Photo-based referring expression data

Content starts

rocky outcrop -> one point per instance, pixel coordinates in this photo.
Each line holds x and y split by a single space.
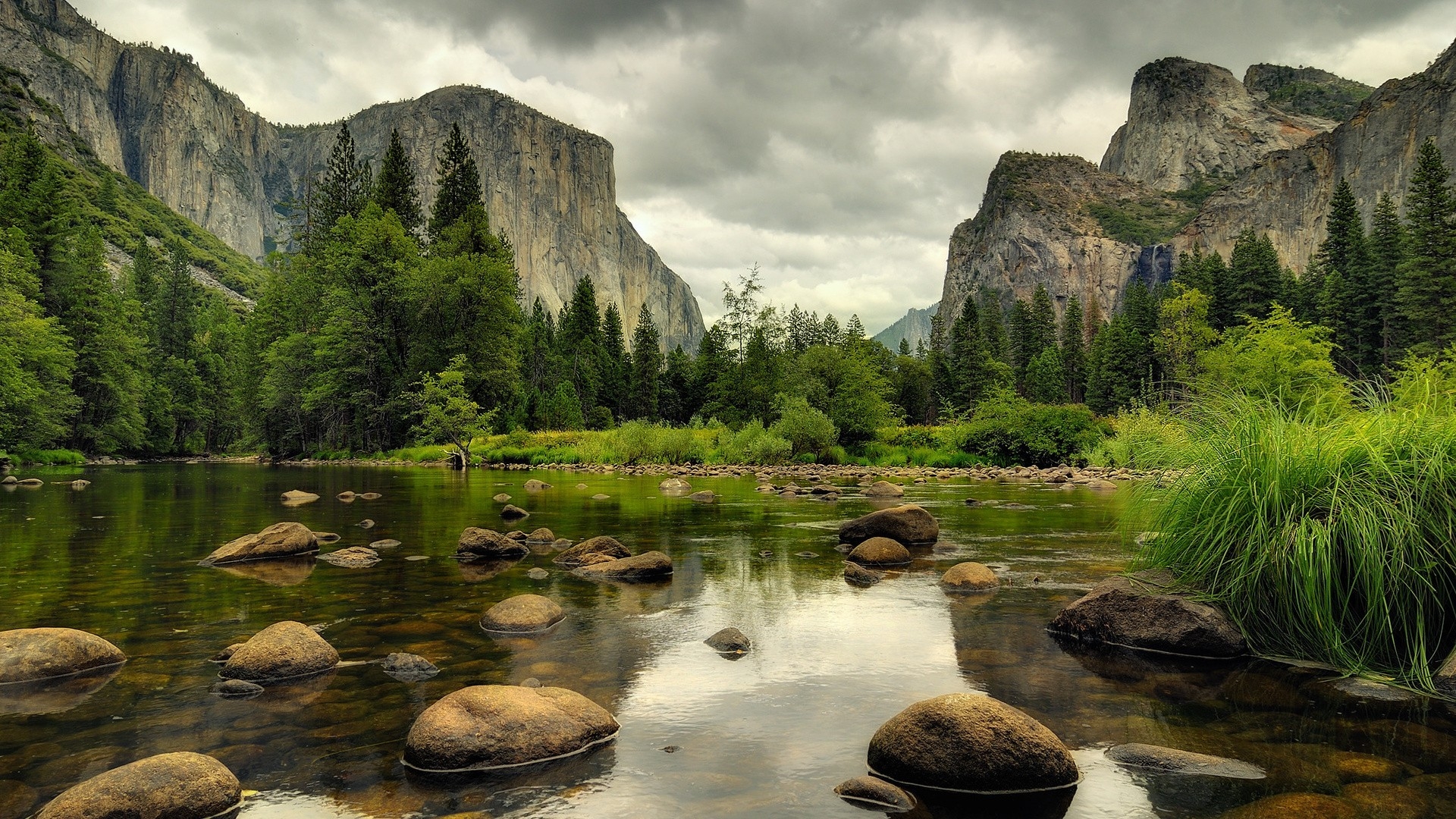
153 114
488 727
1193 121
177 786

Content ends

> _TASK TO CARRY OUT_: Retype the records in full. Do not carry over the images.

> _WRITTEN ANSWER_:
rocky outcrop -> one point per instance, pixel coordinates in this photo.
Each line holds x and y split by a single space.
153 114
488 727
1193 121
177 786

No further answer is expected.